═══ MATERIALS PROVIDED

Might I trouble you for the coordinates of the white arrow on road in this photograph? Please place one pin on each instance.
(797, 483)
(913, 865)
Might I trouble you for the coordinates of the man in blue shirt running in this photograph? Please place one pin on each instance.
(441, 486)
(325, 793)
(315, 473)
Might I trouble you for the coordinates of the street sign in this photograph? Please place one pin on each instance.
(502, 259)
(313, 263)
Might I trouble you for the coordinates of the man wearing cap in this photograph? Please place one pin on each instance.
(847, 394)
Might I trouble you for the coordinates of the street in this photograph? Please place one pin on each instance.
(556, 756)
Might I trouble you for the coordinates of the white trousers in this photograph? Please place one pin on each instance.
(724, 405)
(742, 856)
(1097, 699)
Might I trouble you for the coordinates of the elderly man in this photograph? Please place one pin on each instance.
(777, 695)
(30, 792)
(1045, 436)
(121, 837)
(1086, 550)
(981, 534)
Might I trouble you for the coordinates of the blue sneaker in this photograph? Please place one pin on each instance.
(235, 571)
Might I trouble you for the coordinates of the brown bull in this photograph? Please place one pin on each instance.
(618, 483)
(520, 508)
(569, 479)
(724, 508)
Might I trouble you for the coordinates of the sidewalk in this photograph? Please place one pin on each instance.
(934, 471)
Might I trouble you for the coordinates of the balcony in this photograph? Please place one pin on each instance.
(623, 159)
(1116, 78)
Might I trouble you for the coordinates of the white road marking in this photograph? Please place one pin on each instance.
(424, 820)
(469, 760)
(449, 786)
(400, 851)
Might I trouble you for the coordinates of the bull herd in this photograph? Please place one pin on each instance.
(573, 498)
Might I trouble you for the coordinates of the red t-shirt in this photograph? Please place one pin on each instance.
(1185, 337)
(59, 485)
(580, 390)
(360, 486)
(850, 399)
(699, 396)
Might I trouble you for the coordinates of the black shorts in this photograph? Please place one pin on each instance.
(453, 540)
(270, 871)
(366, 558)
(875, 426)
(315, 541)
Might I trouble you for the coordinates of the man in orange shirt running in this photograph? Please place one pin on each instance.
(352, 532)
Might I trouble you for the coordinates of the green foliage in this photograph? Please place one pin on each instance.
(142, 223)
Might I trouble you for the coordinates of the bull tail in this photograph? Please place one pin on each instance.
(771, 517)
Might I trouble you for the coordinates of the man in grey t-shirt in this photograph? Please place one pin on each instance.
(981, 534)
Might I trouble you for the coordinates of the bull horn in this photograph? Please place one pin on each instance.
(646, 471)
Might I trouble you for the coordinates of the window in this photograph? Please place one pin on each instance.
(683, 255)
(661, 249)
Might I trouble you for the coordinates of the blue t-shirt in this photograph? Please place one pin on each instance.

══════

▶ _SHORT PROBLEM_:
Rewrite the stretch from the start of the records through the line containing "(1097, 699)", replacing "white trousers" with "white pants" and leaving everything else unchanged.

▶ _ANSWER FOR THE TASK_:
Might I trouble you for the coordinates of the white arrow on road in this photograph? Please place one pin on each instance.
(797, 483)
(913, 865)
Might I trouble you for the coordinates of the man in blue shirt running in this photograph? Please place one pin on each instance.
(441, 486)
(325, 793)
(315, 473)
Might I trouble you for the coordinates of the street sign in this photograph? Please place one pin on each instance.
(502, 259)
(313, 263)
Might I trouble you for the coordinates of the man wearing cap in this photograph? Please place one pin on each instance.
(847, 394)
Might I trouble you for the coordinates of the street in this photograph? Please place one pin on each instance.
(556, 756)
Might I trouble you for the coordinates of the white pants in this photograph? Please place one pin on each instance.
(724, 405)
(742, 856)
(1097, 699)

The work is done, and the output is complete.